GOAL OF THE EXERCISE => Print out each entry below in full, exactly as given, excluding pictures.

*** Opening of EXTRACTED MATERIAL ***

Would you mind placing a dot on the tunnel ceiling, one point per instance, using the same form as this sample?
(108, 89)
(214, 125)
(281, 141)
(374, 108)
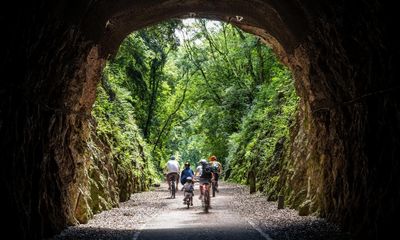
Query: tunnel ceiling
(343, 56)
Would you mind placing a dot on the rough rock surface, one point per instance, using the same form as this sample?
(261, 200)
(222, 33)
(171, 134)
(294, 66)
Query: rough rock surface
(343, 56)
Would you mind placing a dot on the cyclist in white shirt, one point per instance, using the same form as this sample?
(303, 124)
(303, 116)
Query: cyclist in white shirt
(172, 171)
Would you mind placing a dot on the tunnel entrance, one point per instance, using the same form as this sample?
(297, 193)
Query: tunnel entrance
(341, 54)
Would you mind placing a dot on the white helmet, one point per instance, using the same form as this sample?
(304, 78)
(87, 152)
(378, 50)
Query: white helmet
(203, 161)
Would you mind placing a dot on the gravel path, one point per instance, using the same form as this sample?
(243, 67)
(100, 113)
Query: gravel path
(233, 206)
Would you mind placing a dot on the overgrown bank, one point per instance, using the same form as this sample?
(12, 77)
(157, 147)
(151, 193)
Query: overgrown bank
(195, 89)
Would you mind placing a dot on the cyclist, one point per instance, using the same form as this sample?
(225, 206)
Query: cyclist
(217, 169)
(205, 177)
(188, 189)
(187, 172)
(172, 171)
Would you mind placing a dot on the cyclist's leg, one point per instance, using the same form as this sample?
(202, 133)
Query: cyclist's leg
(216, 176)
(177, 180)
(168, 181)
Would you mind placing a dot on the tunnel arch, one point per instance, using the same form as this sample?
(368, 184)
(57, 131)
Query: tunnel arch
(342, 56)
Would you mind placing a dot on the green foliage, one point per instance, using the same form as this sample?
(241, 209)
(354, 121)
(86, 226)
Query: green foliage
(195, 89)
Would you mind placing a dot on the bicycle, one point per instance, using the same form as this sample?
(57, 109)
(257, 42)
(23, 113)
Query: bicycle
(213, 186)
(173, 189)
(188, 199)
(206, 197)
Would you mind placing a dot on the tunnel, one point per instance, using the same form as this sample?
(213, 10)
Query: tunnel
(343, 56)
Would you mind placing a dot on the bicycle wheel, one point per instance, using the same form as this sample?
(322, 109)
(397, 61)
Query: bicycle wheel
(206, 200)
(213, 188)
(173, 188)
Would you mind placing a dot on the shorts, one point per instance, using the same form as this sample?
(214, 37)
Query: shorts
(172, 175)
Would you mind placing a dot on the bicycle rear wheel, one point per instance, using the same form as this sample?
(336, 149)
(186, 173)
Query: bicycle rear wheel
(213, 188)
(206, 200)
(173, 188)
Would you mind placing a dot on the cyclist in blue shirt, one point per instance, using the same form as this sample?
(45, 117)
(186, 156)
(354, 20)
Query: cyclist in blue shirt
(187, 172)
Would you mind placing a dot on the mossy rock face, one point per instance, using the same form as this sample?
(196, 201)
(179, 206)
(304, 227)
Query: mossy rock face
(304, 208)
(83, 212)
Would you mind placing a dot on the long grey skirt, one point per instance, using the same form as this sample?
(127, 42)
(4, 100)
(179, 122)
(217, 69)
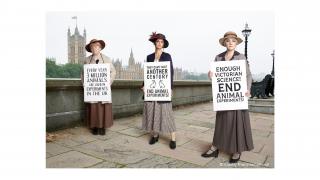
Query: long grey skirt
(233, 131)
(158, 117)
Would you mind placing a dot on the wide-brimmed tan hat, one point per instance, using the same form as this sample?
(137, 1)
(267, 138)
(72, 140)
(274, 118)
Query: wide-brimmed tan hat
(230, 34)
(154, 36)
(102, 43)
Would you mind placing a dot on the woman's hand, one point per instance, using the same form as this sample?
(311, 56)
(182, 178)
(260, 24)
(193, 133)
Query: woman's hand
(248, 94)
(210, 74)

*** Close of EXTRACTED MATERIAL ***

ANSWER FOR THE TASK =>
Would you mind placing a dot on the tunnel ceiling, one point per instance, using the same form as this sample?
(108, 89)
(214, 125)
(281, 141)
(374, 108)
Query: tunnel ceiling
(343, 56)
Would you mind placing a dot on the rough rock surface, one point per instance, using the same form as this sample?
(261, 200)
(222, 33)
(171, 134)
(294, 66)
Query: rough rock surface
(343, 56)
Would you mind placing a dot on the cyclist in white shirt, one point per instance, using the same form as this sample?
(303, 124)
(303, 116)
Query: cyclist in white shirt
(172, 171)
Would you mind placing a dot on the tunnel entrance, one point per instance, using the same form as this sample?
(297, 193)
Query: tunnel entrance
(341, 54)
Would you mind placing a dot on the white helmet, one point per instance, using the same form as this sample?
(304, 78)
(87, 152)
(378, 50)
Query: white helmet
(203, 161)
Would you mind placing a dot on the gravel path, one point per instance, using the same form as this sample?
(243, 67)
(100, 113)
Query: gravel path
(233, 206)
Would you mind placing a dot on the overgrown bank, one point per instance, using the same form as this sample?
(12, 77)
(157, 147)
(151, 193)
Query: overgrown bank
(195, 89)
Would you mind placing a dot on the cyclist, one point per instance, using the same form as this sample?
(225, 206)
Query: cyclist
(217, 169)
(205, 177)
(188, 189)
(187, 172)
(172, 171)
Would you mind placing a dot on the cyclist's leg, one point per instance, using the same form as this sample?
(202, 133)
Query: cyclist's leg
(216, 176)
(177, 180)
(168, 181)
Would you mind placing a dot on the tunnel arch, one point per instance, using the same form as this sample?
(368, 184)
(57, 131)
Query: tunnel arch
(342, 56)
Would you mind placing a dot on the green foliage, one point per instance, using the same form as this sample?
(241, 209)
(354, 121)
(86, 226)
Query: green foliage
(195, 89)
Would you mind placing a dot on the bicycle, one point per instance, using the same form as this sample?
(57, 109)
(257, 42)
(23, 113)
Query: bicycle
(213, 186)
(173, 189)
(188, 199)
(206, 197)
Would you mind placing a dot on the tunnel, one point per instance, using the same form as this sample?
(213, 10)
Query: tunnel
(343, 56)
Would you mind placing a dot on the bicycle wheel, one point per instance, using the same form as this sample?
(322, 109)
(397, 61)
Query: bicycle wheel
(206, 200)
(213, 188)
(173, 188)
Would you mind placing a dot on the shorts, one point per instance, using the same form as this sample?
(214, 37)
Query: shorts
(172, 175)
Would you mind placing a dot on the bicycle rear wheel, one point per instance, using the same form as this sample?
(336, 149)
(186, 173)
Query: bicycle rear wheel
(213, 188)
(206, 200)
(173, 188)
Would you mind placing a dot on the cyclist in blue shirt, one point per instance, using the same form as this sample?
(45, 117)
(186, 156)
(354, 20)
Query: cyclist in blue shirt
(187, 172)
Would you mind placing a dot on the mossy rock face, one point per instance, using the same form as this sample?
(196, 201)
(179, 206)
(304, 227)
Query: mossy rock face
(304, 208)
(83, 212)
Would you mind placing a dot on the long grey skirt, one point per instance, using the same form as this sample?
(127, 42)
(4, 100)
(179, 122)
(217, 69)
Query: long grey skirt
(233, 131)
(158, 117)
Would you mind placing a dot on the wide-brimmed tan hat, one point per instance, using the same form as this sample?
(137, 1)
(267, 138)
(72, 140)
(274, 118)
Query: wide-brimmed tan hat
(230, 34)
(154, 36)
(102, 43)
Would you mind placing a dot on the woman's hand, one point per instance, using the same form as this sample?
(311, 56)
(182, 178)
(260, 24)
(193, 133)
Query: woman's hand
(248, 94)
(210, 74)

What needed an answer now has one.